◆ **Problems to work on**:
1. Reproduce everything in the Musial Awards piece from "Musial Awards: Pitcher" down to "the name change.".
2. Carry on the Musial Awards piece from its last sentence.

Musial Awards: Pitcher Jason Boulais earns the save of a lifetime

Jason Boulais

My favorite assignment of the year at the Post was to profile of one the winners of what are now known as the Musial Awards. Formerly known as the National Sportsmanship Awards, the honor is bestowed annually by the St. Louis Sports Commission on six to ten people or groups who show extraordinary class, selflessness, dignity or character on the playing field. The traits were personified in Stan Musial, hence the name change.

This year, the Sports Commission asked if I would tell the stories of each of the winners. I was honored, humbled and just a little intimidated. Not only do these people perform athletic feats that are beyond my capabilities, they show extraordinary class. As they tell me their stories, I ask myself, “Would I do the same?” I can hope so.

The awards are scheduled for December 5 at the Peabody Opera House. I urge you to attend, because my words do not do justice to their character, integrity and selflessness. I’d like to share the story of one of the honorees, Jason Boulais. You can read the rest of the stories here.

[Natural language region descriptions]

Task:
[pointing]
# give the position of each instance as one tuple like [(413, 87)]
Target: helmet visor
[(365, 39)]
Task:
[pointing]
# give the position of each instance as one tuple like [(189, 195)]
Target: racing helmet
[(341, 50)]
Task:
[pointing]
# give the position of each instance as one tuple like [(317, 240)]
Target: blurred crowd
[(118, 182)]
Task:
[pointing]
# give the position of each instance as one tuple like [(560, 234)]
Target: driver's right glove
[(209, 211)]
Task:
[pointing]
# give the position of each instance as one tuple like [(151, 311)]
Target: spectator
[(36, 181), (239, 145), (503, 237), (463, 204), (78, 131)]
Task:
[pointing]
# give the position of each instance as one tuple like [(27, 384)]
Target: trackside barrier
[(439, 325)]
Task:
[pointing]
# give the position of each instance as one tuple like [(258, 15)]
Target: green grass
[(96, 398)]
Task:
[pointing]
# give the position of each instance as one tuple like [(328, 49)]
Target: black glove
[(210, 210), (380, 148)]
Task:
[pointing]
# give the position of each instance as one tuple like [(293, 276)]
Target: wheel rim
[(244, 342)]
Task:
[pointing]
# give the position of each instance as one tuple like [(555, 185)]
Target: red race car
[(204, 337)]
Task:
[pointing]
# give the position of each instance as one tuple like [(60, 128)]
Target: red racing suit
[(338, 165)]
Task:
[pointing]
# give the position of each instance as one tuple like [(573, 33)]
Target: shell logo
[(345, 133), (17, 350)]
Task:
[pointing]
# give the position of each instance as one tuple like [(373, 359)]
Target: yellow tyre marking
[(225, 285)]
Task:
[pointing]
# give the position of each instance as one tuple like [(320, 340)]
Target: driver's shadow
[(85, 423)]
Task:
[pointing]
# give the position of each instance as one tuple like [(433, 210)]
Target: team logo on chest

◆ **Written responses**:
1.
Musial Awards: Pitcher Jason Boulais earns the save of a lifetime

Jason Boulais

My favorite assignment of the year at the Post was to profile of one the winners of what are now known as the Musial Awards. Formerly known as the National Sportsmanship Awards, the honor is bestowed annually by the St. Louis Sports Commission on six to ten people or groups who show extraordinary class, selflessness, dignity or character on the playing field. The traits were personified in Stan Musial, hence the name change.

2.
As a pitcher at the University of South Carolina Beaufort, Jason Boulais seldom got the call to save a game. Instead, he got the call to save a life.

Walking across campus one day last fall, Jason stopped at a tent manned by a group called Be the Match, a bone marrow donor registry program. One of the volunteers asked to swab his cheek and add him to the registry to see if he was a match.

“I said, ‘Of course.’ They said I’d most likely never get called back,” Jason said. “But I had a feeling.”

He was right.
Jason was in the 30 percent of the population that is a potential match. In fact, he was a perfect match for a young boy in France. The problem: the boy needed the bone marrow in late spring, during baseball season. So Jason would have to forfeit the end of his senior season for the SandSharks — and the end of his baseball career.

Without hesitation, he agreed.

“I was excited that I was going to potentially save a life,” he said. “I knew he was only five years old. He deserves a chance at a full life. No regrets.”

Jason learned the day after the surgery that to his surprise, he had become a celebrity. “I was at the store and a woman asked me how I was feeling. I asked how she knew that I’d had surgery. She said one of her kids had seen the story on social media. She told me that what I’d done was awesome. I was so surprised.”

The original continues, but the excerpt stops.